-- REQUIRED ACTION --
Return the lines beginning at the one that contains "For each instance of the white" and continuing to the end of the entries, including both ends, exactly as written and nothing else.

Image point grounding data:
==*==

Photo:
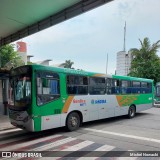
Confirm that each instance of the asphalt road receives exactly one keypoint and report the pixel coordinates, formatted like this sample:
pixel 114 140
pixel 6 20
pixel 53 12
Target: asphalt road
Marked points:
pixel 141 133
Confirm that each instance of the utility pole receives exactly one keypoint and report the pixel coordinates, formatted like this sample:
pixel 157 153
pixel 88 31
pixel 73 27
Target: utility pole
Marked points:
pixel 107 64
pixel 124 45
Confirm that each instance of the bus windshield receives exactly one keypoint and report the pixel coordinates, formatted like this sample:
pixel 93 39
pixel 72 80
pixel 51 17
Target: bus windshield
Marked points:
pixel 20 91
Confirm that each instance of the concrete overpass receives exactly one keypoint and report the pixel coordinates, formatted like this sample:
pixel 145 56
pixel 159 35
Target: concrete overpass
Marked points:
pixel 21 18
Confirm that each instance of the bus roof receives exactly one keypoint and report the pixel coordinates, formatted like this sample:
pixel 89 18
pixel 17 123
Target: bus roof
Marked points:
pixel 86 73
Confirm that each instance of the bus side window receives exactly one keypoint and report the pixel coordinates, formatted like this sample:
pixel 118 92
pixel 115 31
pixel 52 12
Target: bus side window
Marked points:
pixel 77 85
pixel 97 86
pixel 136 87
pixel 47 87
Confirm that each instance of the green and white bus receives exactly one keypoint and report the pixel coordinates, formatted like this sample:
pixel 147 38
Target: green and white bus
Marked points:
pixel 43 97
pixel 157 95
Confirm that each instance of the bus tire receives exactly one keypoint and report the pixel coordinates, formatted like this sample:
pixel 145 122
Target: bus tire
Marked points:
pixel 73 121
pixel 131 111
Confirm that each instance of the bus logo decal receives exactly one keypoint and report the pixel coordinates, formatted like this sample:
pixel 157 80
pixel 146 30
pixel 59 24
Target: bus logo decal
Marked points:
pixel 81 102
pixel 99 101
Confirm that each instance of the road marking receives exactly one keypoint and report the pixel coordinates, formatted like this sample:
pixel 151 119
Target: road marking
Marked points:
pixel 79 146
pixel 102 148
pixel 124 135
pixel 10 130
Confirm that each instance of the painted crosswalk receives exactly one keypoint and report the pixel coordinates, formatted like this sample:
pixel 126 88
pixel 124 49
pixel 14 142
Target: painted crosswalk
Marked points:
pixel 49 144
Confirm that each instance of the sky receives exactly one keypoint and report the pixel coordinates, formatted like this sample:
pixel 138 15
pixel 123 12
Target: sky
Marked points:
pixel 88 38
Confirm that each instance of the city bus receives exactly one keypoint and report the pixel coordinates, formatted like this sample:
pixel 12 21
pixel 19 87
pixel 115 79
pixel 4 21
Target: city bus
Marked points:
pixel 157 95
pixel 44 97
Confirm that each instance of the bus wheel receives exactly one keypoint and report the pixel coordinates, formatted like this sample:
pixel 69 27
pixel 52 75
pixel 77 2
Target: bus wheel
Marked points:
pixel 131 111
pixel 73 121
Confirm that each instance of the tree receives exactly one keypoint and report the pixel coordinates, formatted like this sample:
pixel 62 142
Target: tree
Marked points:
pixel 9 56
pixel 68 64
pixel 146 63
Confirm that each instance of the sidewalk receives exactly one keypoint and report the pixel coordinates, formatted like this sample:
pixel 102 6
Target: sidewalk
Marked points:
pixel 5 123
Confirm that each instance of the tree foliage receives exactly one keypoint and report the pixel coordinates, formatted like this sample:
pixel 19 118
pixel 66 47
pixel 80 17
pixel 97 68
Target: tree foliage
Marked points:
pixel 8 56
pixel 68 64
pixel 146 63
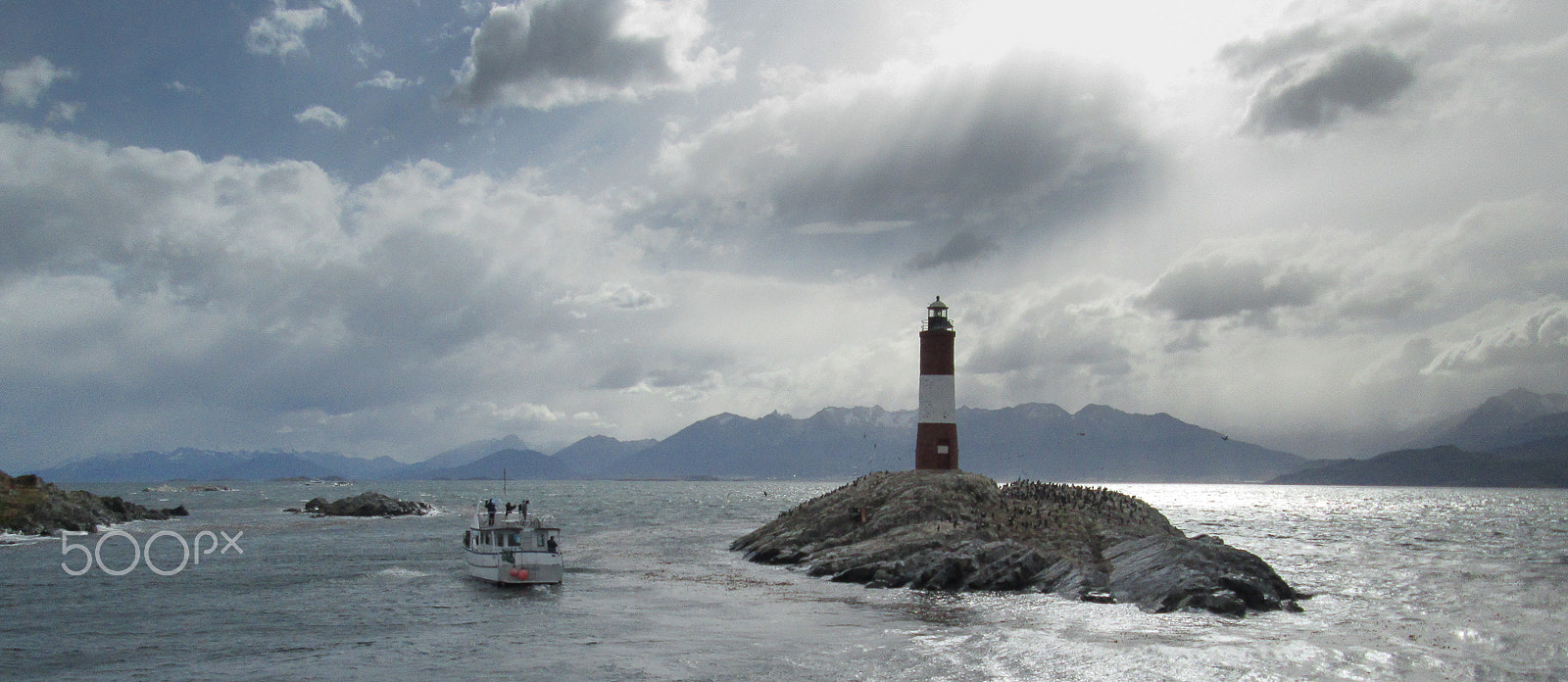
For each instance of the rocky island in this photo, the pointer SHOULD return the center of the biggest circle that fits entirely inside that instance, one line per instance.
(366, 504)
(31, 507)
(953, 530)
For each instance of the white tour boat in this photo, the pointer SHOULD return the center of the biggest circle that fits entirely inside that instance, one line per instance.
(509, 546)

==*==

-- OUTPUT FOR THIS TASK --
For each instance of the white tour boat in this photo, the pointer SHOULD return the center of the biggest circle that fits entirely inside that instance, one line per instance.
(509, 546)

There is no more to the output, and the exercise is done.